▸ Text provided:
· · ·
Girl Planting seeds

Training New Doctors in Environmental Health

Doctors_shutterstock_168767105Since the COVID 19 pandemic hit earlier this year, understandably the focus for all of us—and for our health care system-- has been the fight against the virus. And this will continue to be the case probably through much of next year. But even while we focus on COVID, the other urgent issues that impact our health are still in play—and not least of these is the challenge of the threat to our health from undealt-with environmental issues including untested and hazardous chemicals at home, work, and school, pollution of our air and water, and the growing impact of climate change. According to Dr. Karen Mulloy, an Associate Professor at Case Western School of Medicine, “In the broadest sense, the environment is probably the major contributor to the determinants of health.”  And yet, how many of us have ever talked about environmental issues with your family’s doctor?
 
Over twenty years ago, a major report from the Institute of Medicine recommended that environmental health become a standard part of medical education, laying out six specific areas for learning including the role of doctors in bringing these issues into the discussion about public health.  And yet very few physicians graduate from training with a strong knowledge base and sense of competence on environmental health issues. Doctors have played a key role in many important public health campaigns—from smoking awareness to seat belts and bicycle helmets. They can only play that role if they themselves are educated and aware.
 
But this trend may be starting to change. A recent WNPR report focused on a curriculum to teach residents at a Boston area hospital about how climate change can affect the health of their individual patients.  The American Medical Association—not always the most progressive organization—has recommended that every school include climate change in its curriculum.
· · ·
▸ What you have to do: Which public health campaigns does the article on training doctors in environmental health name as ones in which doctors have played a key role? You won't need the listing for this.
· · ·
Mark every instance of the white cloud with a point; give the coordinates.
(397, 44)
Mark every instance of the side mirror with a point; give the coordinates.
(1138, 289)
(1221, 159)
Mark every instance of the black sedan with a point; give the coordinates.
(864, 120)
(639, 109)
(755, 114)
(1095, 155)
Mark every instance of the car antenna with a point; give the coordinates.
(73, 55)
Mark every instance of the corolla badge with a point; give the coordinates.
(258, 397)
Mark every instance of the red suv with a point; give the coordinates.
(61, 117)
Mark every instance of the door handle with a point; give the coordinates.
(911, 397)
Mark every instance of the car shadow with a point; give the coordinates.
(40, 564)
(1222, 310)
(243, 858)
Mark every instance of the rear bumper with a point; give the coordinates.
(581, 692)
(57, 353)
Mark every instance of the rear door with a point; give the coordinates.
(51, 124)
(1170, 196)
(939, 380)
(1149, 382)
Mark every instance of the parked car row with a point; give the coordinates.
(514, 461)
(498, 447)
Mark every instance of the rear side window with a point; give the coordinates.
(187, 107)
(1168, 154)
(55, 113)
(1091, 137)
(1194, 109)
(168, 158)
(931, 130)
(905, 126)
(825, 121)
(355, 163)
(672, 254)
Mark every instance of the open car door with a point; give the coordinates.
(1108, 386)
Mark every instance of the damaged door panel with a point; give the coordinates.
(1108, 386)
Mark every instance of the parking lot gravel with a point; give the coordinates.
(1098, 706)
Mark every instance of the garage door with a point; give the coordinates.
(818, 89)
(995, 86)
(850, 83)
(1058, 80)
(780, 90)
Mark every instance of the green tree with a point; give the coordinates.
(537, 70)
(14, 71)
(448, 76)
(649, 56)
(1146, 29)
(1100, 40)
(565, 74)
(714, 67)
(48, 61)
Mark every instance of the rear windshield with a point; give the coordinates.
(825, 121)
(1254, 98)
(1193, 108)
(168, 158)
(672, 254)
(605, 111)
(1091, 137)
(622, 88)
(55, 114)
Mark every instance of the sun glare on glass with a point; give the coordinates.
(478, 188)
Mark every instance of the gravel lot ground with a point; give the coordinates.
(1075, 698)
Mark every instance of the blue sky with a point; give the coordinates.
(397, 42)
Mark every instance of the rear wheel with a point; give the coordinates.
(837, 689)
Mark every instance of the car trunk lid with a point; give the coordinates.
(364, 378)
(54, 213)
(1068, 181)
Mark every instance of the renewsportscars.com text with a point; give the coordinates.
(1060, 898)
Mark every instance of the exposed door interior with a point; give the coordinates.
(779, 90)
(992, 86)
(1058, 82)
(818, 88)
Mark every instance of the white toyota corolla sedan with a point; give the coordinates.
· · ·
▸ Written solution: Smoking awareness, seat belts, and bicycle helmets.